── ТЕКСТ
Немец, наглумившись, убил ее мать. Тося всё бегала к ней, лежащей в сарае. Видно, ее мама умерла не сразу. Тося приносила ей пить. Потом Тося грела своим дьханием ее руки и лицо. Это увидел рыжий немец...
"День в день 80 лет назад". Переворачивая листы истории невольно ловишь себя на мысли, что история развивается по спирали. И те, затаённые обиды, запертые в пыльных шкафах на западе, передаются с генами потомкам. Теперь они ищут реванша сегодня...
Легко судить о том, что было с позиции прошедшего времени, всё кажется ясным, легко и отчётливо разбираются просчёты, но как видит это время современник здесь и сейчас - сегодня представляется удивительным. Он вкладывает живые камни строк в стену "плача", любви и ненависти - и это становится чрезвычайно актуально и парадоксально!
Статья, опубликованная в газете КРАСНАЯ ЗВЕЗДА 5 июня 1943 г., суббота:
Рассказы медицинской сестры
I. В пять лет...
Всю ночь горел свет в каморке молоденькой бельевщицы. Перемогая сон, Валя упрямо сидела за шитьем. Из голубой байковой мужской рубашки выкроилось детские платье. Рукава рубахи пригодились, чтобы пошить трусики. А цветная кустарная салфетка (память о родном доме) превратилась в лёгкий фартук с карманами. К вороту платья Валя пришила оборку, похожую на гирлянду маргариток.
В общем всё получилось на славу, и никто не поверил, что Валя смастерила все это сама. По поблизости магазина не было. Какие же могут быть магазины детского платья и белья в лесу, близ фронтовой линии, на стоянке военного госпиталя!?.
────
◆ **ЗАДАНИЕ**: Перескажите текст выше в двух предложениях.
── ЗАПИСИ ДАННЫХ
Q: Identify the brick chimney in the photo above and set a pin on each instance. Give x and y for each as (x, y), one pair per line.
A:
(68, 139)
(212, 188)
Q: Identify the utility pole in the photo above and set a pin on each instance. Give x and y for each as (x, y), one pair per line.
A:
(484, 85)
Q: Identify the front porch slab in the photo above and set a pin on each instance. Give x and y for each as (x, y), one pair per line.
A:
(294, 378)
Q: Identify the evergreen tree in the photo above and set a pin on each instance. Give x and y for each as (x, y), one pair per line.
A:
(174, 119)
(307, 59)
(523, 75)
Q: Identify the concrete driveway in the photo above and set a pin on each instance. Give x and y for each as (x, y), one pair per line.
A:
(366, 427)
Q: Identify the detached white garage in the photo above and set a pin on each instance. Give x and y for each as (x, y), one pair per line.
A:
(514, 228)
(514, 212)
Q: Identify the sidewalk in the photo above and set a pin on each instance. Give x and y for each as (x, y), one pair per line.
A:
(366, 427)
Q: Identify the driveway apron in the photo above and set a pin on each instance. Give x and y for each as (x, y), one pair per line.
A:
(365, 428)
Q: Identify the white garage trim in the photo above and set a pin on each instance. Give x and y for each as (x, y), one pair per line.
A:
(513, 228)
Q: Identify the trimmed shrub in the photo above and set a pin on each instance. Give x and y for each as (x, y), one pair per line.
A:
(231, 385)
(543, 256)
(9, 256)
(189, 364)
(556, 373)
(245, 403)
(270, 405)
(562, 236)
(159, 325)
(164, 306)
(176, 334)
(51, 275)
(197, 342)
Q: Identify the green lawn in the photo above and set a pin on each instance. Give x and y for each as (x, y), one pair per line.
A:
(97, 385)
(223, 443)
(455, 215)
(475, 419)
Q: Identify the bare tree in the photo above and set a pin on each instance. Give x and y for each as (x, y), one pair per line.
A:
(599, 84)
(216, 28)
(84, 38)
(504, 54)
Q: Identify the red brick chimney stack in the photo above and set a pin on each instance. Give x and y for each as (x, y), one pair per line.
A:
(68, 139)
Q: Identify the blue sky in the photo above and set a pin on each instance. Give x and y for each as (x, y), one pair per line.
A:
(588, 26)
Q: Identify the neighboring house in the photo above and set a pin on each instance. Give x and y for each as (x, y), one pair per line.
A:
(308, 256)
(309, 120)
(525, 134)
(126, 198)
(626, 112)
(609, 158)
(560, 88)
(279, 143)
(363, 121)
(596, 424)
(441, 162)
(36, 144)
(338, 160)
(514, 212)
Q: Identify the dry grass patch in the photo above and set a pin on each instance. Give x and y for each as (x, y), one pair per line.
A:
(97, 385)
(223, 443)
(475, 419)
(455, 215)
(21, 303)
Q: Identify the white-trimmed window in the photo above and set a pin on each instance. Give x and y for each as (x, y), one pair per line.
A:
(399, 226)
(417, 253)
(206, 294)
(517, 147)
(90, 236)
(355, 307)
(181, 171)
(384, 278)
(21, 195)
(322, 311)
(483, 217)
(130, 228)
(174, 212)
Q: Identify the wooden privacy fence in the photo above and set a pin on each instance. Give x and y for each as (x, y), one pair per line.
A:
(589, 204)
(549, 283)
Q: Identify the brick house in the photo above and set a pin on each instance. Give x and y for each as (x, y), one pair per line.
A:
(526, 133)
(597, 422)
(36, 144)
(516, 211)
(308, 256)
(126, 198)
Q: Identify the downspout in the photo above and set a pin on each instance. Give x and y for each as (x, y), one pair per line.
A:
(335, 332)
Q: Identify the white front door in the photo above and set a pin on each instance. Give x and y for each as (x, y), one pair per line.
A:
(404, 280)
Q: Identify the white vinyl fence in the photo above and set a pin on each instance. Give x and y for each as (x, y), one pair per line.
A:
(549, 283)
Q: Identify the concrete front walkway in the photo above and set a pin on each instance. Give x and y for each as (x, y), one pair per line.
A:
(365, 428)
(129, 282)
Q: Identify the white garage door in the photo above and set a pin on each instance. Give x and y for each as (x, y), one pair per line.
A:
────
◆ **РЕЗУЛЬТАТ**: На странице приведена статья «Рассказы медицинской сестры» из газеты «Красная звезда» от 5 июня 1943 года, а перед ней звучит мысль о том, что история развивается по спирали. В начале рассказа молоденькая бельевщица Валя всю ночь шила из голубой байковой мужской рубашки и цветной салфетки детское платье, трусики и фартук, и никто не поверил, что она сделала всё сама, ведь близ фронтовой линии, на стоянке военного госпиталя, магазинов не было.